(Stored data)
== Segment start ==

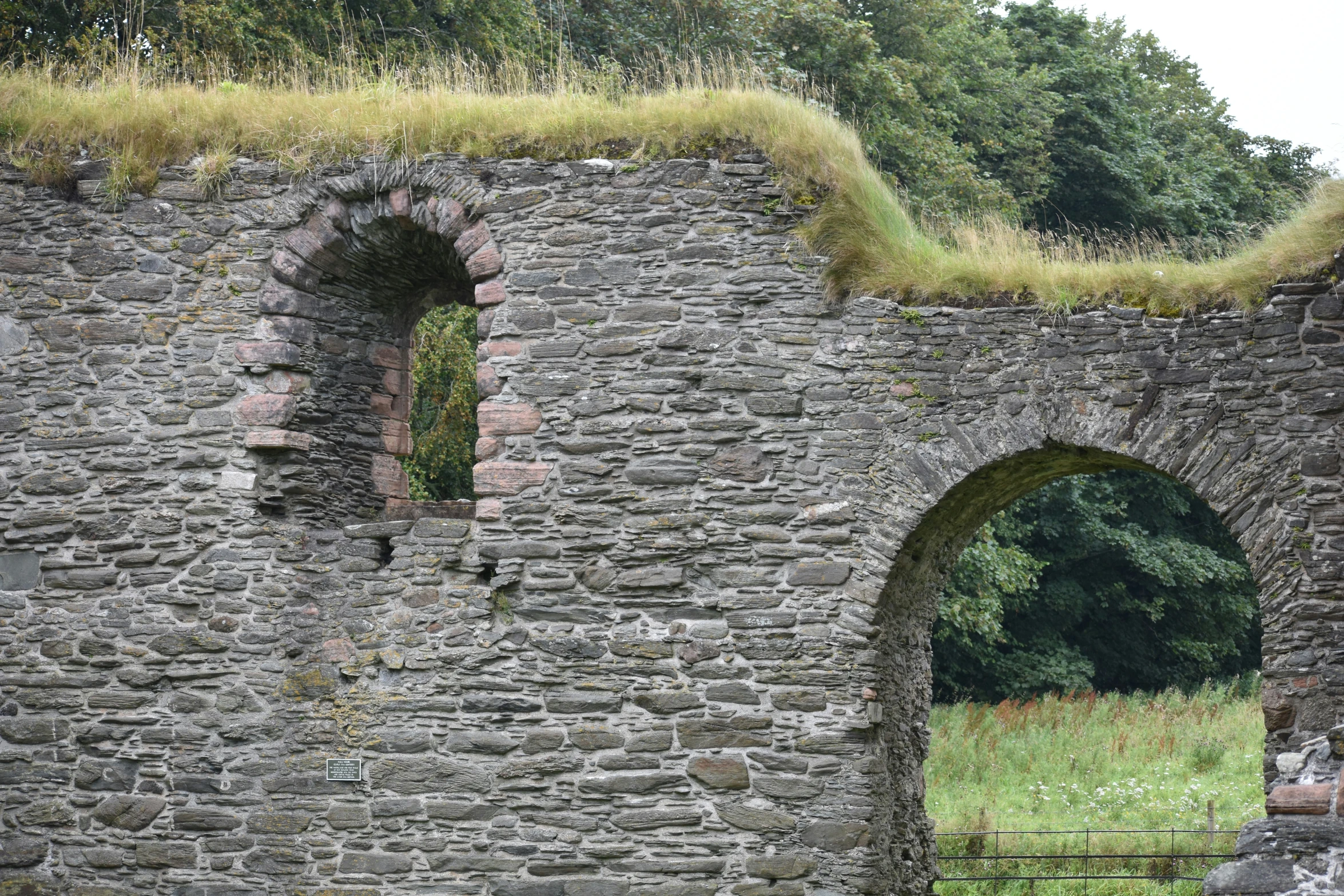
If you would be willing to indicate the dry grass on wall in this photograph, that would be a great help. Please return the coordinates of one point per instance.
(305, 117)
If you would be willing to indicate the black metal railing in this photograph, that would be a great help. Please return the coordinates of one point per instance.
(1000, 856)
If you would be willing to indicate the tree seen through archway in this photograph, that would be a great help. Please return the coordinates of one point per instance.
(443, 413)
(1122, 581)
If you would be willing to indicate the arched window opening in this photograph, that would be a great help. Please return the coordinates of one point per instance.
(443, 408)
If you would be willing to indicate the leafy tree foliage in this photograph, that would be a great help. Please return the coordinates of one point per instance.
(246, 34)
(444, 406)
(1119, 581)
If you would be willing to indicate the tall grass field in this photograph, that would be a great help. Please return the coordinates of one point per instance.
(1093, 763)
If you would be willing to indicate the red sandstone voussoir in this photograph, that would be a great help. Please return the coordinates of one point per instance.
(277, 298)
(491, 292)
(472, 240)
(389, 477)
(397, 437)
(397, 382)
(487, 262)
(452, 220)
(267, 410)
(488, 509)
(503, 348)
(1299, 800)
(496, 418)
(508, 477)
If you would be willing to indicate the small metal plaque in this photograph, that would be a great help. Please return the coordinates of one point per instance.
(344, 770)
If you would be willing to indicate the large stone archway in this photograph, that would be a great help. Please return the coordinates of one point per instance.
(714, 508)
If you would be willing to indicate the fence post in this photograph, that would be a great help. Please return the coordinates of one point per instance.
(996, 860)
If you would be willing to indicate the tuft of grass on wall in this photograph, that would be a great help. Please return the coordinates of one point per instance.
(304, 117)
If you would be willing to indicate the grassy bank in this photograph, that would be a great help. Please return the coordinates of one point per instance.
(1100, 762)
(304, 117)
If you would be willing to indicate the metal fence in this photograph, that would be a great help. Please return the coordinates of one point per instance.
(999, 855)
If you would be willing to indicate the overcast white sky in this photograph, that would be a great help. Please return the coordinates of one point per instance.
(1274, 61)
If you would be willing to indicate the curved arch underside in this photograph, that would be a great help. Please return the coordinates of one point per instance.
(713, 511)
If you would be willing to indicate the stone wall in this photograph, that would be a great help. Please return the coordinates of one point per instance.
(683, 648)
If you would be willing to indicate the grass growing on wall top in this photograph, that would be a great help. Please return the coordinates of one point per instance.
(304, 117)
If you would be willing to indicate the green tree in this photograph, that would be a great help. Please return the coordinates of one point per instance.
(1120, 581)
(261, 34)
(444, 406)
(1138, 139)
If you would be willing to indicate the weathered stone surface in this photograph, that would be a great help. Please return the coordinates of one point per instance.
(835, 836)
(496, 418)
(669, 702)
(508, 477)
(781, 866)
(631, 783)
(1299, 800)
(21, 852)
(131, 813)
(582, 702)
(374, 864)
(655, 818)
(34, 730)
(729, 773)
(427, 775)
(267, 410)
(698, 489)
(166, 855)
(1250, 879)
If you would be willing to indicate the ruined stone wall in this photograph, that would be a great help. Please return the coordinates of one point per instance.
(682, 649)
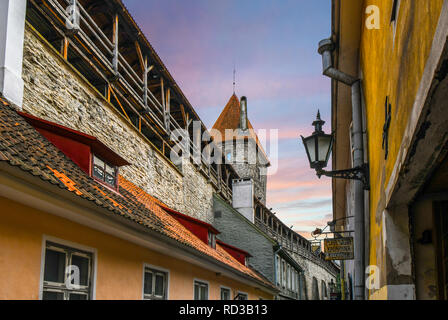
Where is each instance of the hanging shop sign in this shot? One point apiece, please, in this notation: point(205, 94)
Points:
point(339, 249)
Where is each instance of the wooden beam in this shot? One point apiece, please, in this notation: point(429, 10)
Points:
point(145, 79)
point(65, 45)
point(143, 62)
point(167, 110)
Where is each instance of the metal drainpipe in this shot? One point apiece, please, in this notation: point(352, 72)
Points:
point(326, 48)
point(275, 263)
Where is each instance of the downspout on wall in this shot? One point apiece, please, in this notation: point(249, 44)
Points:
point(326, 47)
point(275, 264)
point(12, 33)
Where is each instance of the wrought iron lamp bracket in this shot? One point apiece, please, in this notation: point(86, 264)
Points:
point(358, 173)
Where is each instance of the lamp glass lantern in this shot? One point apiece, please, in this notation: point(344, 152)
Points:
point(318, 146)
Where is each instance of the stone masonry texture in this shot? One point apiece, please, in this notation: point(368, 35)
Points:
point(55, 92)
point(237, 231)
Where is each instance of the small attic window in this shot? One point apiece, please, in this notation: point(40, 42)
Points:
point(104, 172)
point(212, 239)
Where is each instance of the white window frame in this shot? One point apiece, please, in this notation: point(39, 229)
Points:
point(225, 288)
point(212, 239)
point(74, 246)
point(161, 270)
point(202, 282)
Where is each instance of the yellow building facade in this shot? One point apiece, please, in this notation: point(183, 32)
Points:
point(398, 51)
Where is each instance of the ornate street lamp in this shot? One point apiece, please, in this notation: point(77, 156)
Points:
point(318, 148)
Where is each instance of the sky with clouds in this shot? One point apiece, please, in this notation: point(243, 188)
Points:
point(273, 44)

== Segment end ==

### Task directions
Where the string "lamp" turns up in a line of the data above, copy that whole line.

### Written answer
Where is each instance of the wrought iron lamp bracket in this shot? One point apiece, please, in this notation: point(86, 264)
Where is each instance of the lamp glass lantern in this shot? One point apiece, please, in this notation: point(344, 152)
Where is each instance of the ornate street lamp in this shot? One point apiece, please, in this notation: point(77, 156)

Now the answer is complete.